WHAT IS EXPECTED » What is needed is the run of lines from the one with "Spot the shoe" through the close of the data, set down exactly.

MATERIAL FOR THIS EXERCISE »
..........

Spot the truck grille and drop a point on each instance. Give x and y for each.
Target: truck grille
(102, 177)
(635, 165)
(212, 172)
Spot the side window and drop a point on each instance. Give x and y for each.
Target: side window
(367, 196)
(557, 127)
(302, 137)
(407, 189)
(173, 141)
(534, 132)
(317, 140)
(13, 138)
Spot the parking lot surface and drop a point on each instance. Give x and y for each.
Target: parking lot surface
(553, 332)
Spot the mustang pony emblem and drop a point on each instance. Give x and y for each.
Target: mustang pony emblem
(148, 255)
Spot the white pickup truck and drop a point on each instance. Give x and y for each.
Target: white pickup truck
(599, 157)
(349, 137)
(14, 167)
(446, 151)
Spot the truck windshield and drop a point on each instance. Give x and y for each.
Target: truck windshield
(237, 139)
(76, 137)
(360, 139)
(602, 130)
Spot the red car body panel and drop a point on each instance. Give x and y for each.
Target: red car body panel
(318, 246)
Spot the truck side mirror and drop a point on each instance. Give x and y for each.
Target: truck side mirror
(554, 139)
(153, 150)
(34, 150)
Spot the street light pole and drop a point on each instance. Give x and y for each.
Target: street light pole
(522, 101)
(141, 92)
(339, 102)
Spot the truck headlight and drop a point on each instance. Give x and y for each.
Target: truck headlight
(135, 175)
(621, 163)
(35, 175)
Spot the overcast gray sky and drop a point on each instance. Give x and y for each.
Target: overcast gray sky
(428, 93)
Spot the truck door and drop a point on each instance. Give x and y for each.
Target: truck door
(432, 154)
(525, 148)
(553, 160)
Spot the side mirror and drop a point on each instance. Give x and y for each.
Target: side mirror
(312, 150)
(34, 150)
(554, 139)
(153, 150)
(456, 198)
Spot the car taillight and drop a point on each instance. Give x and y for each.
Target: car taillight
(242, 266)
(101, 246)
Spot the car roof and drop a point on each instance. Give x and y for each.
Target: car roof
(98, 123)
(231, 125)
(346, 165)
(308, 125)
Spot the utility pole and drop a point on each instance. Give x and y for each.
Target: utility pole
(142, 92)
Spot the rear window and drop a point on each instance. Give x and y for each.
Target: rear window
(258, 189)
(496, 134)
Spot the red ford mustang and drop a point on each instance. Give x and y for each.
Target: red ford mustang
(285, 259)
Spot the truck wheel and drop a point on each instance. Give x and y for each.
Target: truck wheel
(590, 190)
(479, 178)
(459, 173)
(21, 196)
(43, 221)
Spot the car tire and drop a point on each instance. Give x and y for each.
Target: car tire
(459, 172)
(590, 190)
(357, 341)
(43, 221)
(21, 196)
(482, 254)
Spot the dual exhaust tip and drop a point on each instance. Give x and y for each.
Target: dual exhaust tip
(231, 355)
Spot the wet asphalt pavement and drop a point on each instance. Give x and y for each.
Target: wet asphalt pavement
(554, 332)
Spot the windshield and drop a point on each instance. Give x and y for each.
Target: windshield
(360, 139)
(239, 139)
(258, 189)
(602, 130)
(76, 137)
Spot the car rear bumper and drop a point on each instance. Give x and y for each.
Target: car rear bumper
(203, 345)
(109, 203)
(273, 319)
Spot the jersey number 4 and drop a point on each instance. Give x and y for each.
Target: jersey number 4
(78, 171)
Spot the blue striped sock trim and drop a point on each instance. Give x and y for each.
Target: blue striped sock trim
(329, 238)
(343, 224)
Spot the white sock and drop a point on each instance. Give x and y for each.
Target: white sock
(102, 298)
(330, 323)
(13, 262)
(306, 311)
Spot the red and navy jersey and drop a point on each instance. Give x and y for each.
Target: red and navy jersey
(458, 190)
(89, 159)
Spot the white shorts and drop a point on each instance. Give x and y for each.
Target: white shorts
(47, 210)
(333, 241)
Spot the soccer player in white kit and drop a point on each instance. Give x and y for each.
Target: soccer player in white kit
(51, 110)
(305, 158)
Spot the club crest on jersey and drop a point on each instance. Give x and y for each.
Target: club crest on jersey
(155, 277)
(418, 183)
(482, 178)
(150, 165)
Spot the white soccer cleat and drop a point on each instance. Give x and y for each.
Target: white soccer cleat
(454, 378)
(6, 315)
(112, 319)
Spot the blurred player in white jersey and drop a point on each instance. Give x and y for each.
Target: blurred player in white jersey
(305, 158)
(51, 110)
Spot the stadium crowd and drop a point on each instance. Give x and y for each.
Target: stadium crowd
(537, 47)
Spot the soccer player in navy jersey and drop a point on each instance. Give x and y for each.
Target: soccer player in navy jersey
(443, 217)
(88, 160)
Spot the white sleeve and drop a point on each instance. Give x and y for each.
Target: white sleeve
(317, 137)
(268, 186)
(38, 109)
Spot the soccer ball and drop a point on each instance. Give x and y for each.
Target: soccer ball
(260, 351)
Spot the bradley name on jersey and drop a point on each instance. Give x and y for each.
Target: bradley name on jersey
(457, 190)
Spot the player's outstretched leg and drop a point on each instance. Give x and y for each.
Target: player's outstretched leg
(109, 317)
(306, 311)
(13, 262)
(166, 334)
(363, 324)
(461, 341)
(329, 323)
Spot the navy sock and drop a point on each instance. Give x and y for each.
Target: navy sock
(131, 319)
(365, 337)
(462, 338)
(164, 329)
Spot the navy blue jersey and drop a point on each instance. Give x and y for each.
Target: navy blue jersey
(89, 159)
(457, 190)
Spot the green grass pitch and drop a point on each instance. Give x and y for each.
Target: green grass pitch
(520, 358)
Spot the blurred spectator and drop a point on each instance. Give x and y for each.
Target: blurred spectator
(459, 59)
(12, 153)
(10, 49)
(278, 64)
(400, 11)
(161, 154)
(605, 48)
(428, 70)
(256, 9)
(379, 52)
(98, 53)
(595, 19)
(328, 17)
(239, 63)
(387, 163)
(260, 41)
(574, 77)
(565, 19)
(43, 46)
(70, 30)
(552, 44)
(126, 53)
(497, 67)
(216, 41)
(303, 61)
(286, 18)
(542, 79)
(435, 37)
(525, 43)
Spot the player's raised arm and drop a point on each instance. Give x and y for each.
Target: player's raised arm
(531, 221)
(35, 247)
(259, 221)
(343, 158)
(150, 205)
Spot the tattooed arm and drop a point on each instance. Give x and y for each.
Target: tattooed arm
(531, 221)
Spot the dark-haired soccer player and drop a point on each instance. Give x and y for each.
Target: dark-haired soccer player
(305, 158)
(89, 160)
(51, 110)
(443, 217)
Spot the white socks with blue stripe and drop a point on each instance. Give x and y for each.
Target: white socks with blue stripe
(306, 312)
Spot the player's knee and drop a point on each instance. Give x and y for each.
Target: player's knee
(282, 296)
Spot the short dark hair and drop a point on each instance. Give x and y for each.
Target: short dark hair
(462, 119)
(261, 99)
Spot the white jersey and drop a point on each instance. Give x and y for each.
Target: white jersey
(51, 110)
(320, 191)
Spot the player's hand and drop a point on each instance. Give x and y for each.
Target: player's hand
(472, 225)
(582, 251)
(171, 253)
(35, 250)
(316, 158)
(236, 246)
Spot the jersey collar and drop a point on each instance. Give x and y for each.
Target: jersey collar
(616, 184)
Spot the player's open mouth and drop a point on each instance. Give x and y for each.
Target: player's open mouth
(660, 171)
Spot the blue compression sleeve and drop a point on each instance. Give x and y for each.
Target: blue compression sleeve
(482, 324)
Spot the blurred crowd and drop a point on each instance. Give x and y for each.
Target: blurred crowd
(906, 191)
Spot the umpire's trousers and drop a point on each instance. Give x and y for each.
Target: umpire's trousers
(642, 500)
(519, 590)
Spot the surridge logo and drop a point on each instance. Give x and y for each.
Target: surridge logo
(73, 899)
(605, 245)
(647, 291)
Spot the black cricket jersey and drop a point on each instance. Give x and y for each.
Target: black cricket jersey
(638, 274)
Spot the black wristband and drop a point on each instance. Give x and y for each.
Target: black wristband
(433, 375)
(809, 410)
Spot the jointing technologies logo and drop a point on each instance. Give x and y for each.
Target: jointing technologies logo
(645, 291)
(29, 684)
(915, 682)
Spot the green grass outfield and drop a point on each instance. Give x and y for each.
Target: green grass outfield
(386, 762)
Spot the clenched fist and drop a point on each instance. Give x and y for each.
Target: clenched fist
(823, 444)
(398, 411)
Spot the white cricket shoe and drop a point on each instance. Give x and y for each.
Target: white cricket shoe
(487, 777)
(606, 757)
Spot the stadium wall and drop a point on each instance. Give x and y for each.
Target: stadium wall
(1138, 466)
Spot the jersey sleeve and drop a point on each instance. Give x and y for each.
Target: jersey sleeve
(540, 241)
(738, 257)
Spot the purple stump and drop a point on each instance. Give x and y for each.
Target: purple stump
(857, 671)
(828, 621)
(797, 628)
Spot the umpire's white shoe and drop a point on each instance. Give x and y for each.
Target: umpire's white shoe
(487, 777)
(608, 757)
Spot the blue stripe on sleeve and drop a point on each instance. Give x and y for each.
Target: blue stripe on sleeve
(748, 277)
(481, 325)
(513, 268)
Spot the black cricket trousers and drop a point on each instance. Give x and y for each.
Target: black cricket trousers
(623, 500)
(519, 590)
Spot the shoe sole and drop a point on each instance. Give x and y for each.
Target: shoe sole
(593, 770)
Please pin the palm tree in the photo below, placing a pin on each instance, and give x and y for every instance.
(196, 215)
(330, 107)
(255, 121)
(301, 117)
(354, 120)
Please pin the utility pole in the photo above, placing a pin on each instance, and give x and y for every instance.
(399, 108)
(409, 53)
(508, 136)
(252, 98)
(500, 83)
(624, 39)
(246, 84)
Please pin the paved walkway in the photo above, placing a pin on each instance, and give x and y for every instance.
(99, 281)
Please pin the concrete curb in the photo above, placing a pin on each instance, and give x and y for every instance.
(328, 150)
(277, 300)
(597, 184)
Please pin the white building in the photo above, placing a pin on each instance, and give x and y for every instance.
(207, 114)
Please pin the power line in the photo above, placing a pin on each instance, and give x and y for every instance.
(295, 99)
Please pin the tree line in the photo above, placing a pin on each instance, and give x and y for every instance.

..........

REPLY TO THE TASK »
Spot the shoe sole and drop a point on each instance. Give x and y for each.
Target: shoe sole
(593, 770)
Please pin the palm tree in the photo below, placing a pin on each instance, and give x and y for every instance.
(196, 215)
(330, 107)
(255, 121)
(301, 117)
(354, 120)
Please pin the utility pole in the photo above, placing a pin on each instance, and give x and y for every instance.
(399, 108)
(409, 53)
(508, 136)
(252, 98)
(500, 83)
(624, 39)
(246, 84)
Please pin the paved walkway in the photo above, placing a pin on each instance, and give x and y for every instance.
(99, 281)
Please pin the concrete curb in the photo above, placing a pin on each instance, and give x and y for every instance.
(328, 150)
(277, 300)
(597, 184)
Please pin the white building in the photo above, placing a pin on each instance, and give x and y for every instance.
(207, 114)
Please pin the power line in the photo above, placing a pin on each instance, and give x and y for every instance.
(295, 99)
Please pin the tree line in the photo above, placing a pin on each instance, and give x and y for every instance.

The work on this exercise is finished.